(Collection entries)
************

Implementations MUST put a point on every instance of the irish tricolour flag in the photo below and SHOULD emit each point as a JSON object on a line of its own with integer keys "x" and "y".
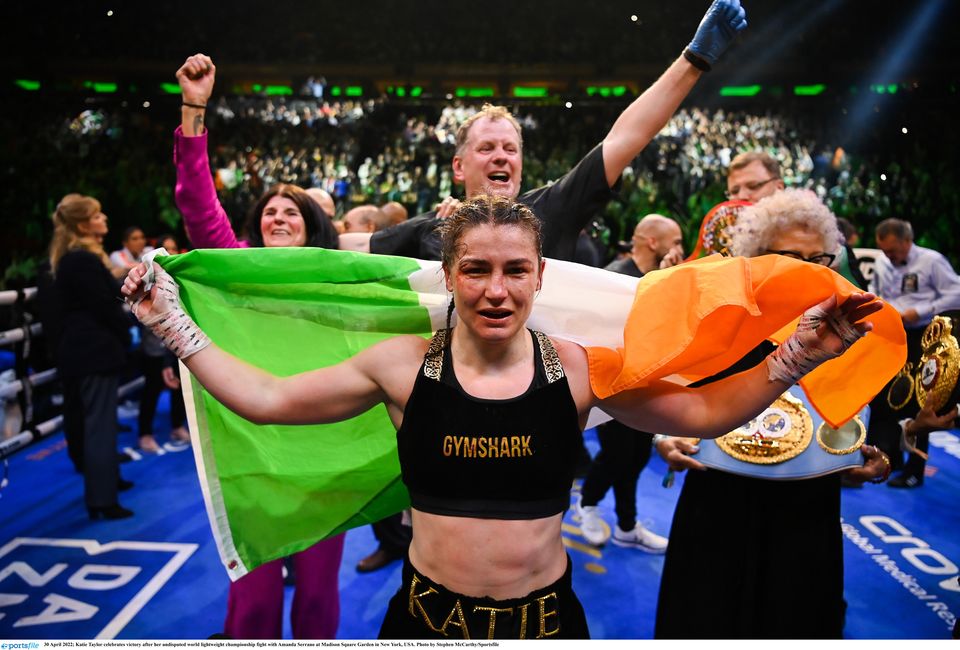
{"x": 273, "y": 490}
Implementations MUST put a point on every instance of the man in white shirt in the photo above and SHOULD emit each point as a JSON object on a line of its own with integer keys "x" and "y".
{"x": 919, "y": 283}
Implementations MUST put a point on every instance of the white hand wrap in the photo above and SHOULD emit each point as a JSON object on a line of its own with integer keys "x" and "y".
{"x": 166, "y": 317}
{"x": 796, "y": 357}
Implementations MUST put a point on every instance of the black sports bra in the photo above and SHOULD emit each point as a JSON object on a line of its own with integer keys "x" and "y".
{"x": 492, "y": 459}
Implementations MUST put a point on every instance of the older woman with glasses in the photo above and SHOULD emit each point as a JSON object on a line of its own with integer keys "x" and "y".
{"x": 774, "y": 565}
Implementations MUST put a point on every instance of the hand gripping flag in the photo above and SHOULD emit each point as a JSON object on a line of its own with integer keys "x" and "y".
{"x": 271, "y": 491}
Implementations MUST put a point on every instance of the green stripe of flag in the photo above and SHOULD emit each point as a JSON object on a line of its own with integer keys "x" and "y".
{"x": 274, "y": 490}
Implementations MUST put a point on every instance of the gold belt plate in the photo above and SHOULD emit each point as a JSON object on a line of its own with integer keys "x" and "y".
{"x": 778, "y": 434}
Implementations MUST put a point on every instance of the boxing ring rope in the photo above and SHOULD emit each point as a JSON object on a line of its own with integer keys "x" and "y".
{"x": 25, "y": 384}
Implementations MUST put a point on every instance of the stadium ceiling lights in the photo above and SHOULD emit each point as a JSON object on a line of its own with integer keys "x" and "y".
{"x": 740, "y": 91}
{"x": 101, "y": 86}
{"x": 349, "y": 91}
{"x": 607, "y": 91}
{"x": 485, "y": 91}
{"x": 809, "y": 91}
{"x": 530, "y": 91}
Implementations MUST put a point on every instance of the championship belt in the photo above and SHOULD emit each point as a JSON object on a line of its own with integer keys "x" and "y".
{"x": 939, "y": 365}
{"x": 715, "y": 229}
{"x": 901, "y": 388}
{"x": 789, "y": 440}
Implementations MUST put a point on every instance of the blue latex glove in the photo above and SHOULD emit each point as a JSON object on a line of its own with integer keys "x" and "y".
{"x": 717, "y": 30}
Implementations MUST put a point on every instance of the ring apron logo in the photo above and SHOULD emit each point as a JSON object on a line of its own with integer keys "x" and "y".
{"x": 916, "y": 552}
{"x": 80, "y": 588}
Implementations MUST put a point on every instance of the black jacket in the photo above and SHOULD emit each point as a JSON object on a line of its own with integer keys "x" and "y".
{"x": 96, "y": 331}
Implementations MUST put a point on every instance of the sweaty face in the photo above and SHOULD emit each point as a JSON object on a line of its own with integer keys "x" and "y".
{"x": 95, "y": 226}
{"x": 353, "y": 222}
{"x": 671, "y": 238}
{"x": 491, "y": 161}
{"x": 804, "y": 243}
{"x": 281, "y": 223}
{"x": 752, "y": 183}
{"x": 494, "y": 280}
{"x": 136, "y": 242}
{"x": 895, "y": 249}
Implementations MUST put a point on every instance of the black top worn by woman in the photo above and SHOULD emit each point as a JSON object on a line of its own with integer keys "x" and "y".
{"x": 491, "y": 459}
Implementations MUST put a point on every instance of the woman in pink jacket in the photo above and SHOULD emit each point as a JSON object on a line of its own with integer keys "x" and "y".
{"x": 284, "y": 216}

************

Duplicate the listing above line for line, leaving out the pictures.

Implementations MUST put a point on every instance of the irish tricolour flag in the photo below and SHOULD emit each point as a JSON object on a line of its own with integer keys "x" and "y".
{"x": 273, "y": 490}
Implementations MUST put a point on every instance of the man in white shirt in the photo above and SHOULD emit each point as a JSON object on a line of its own with integer keys "x" and "y".
{"x": 919, "y": 283}
Implementations MUST put a point on every instance of the white hand wrap in the photo above and SHOULD emit each point as a JSON object on a line of its own with integer keys "x" and "y".
{"x": 166, "y": 317}
{"x": 796, "y": 357}
Implementations MUST put a point on every instance of the black sports bra in the photo above and SHOULD emit each point as a JSON object on a line of its own with integer keys "x" and "y".
{"x": 492, "y": 459}
Implementations MUST put a point on every instance of the older woman with glasses in the photo above and SHOULD emit each point as a JSON object on a line of its own with integer keys "x" and "y".
{"x": 774, "y": 565}
Implementations MUST put a point on every instance of the hand gripping flag in the photo above and SHOULD emit each point as a JSON object on a line of its own with integer keys "x" and "y".
{"x": 271, "y": 491}
Implementations MUST put a point on every instance of the green stripe of flag in the photo above and SHOULD emit each point as a JSON object on a line of its own with integer keys "x" and "y".
{"x": 274, "y": 490}
Implementations MUST put a point on every instance of the gold belt plate in the photo above and SHOULD emit each point as a JSON object on a line of its own with integer keys "x" and "y".
{"x": 778, "y": 434}
Implementations MUST put a point on every instance of the boxing ring rope in the photo above and SHOULD emit each point as a JSON object on a line of its own with integer keys "x" and "y".
{"x": 25, "y": 384}
Implementations MUST put a point on every instance of the stadium ceiling lights in the photo above and SHOULD emit each point as a JSON object on a line of its own with integer keys "x" and "y".
{"x": 740, "y": 91}
{"x": 101, "y": 86}
{"x": 349, "y": 91}
{"x": 607, "y": 91}
{"x": 485, "y": 91}
{"x": 809, "y": 91}
{"x": 530, "y": 91}
Implementations MUST put a point on every instance of the championship belt in the photo above and SHOULD emit each point as a JSON object on a line of its own with integer keys "x" and "y".
{"x": 939, "y": 365}
{"x": 715, "y": 229}
{"x": 901, "y": 388}
{"x": 789, "y": 440}
Implementations MUST put a point on every instance of the blue latex glove in the photo above and SHOULD emit each point as a JSON object on a line of its own with integer keys "x" and "y".
{"x": 717, "y": 30}
Implementations MUST put a point on every instance of the ring apron logo in the photo above and SHOULD emit each point as a JSON object on a line of its own with integer keys "x" and "y".
{"x": 916, "y": 552}
{"x": 80, "y": 588}
Implementations MUST put a point on every instance of the black jacket in the photo above and SHOULD emit each point as a JSON object on a line of its own with integer keys "x" and "y".
{"x": 96, "y": 331}
Implementations MUST put a point on every instance of the sweaty face in the photo above and SHOULD emit each point as a JSON object on a line of its own with integer keys "x" and "y".
{"x": 95, "y": 226}
{"x": 353, "y": 222}
{"x": 671, "y": 238}
{"x": 491, "y": 161}
{"x": 804, "y": 243}
{"x": 281, "y": 223}
{"x": 752, "y": 183}
{"x": 494, "y": 280}
{"x": 136, "y": 242}
{"x": 895, "y": 249}
Implementations MUST put a point on every instance of the black top worn by woman in the photo above and SHOULD emit each point as a JSON object on a line of its own with integer keys "x" and "y".
{"x": 491, "y": 459}
Implementations MUST put a point on every instance of the woman in pink jacket in the photo above and SHOULD emit each point as a JSON object on a line of its own with integer keys "x" and "y".
{"x": 284, "y": 216}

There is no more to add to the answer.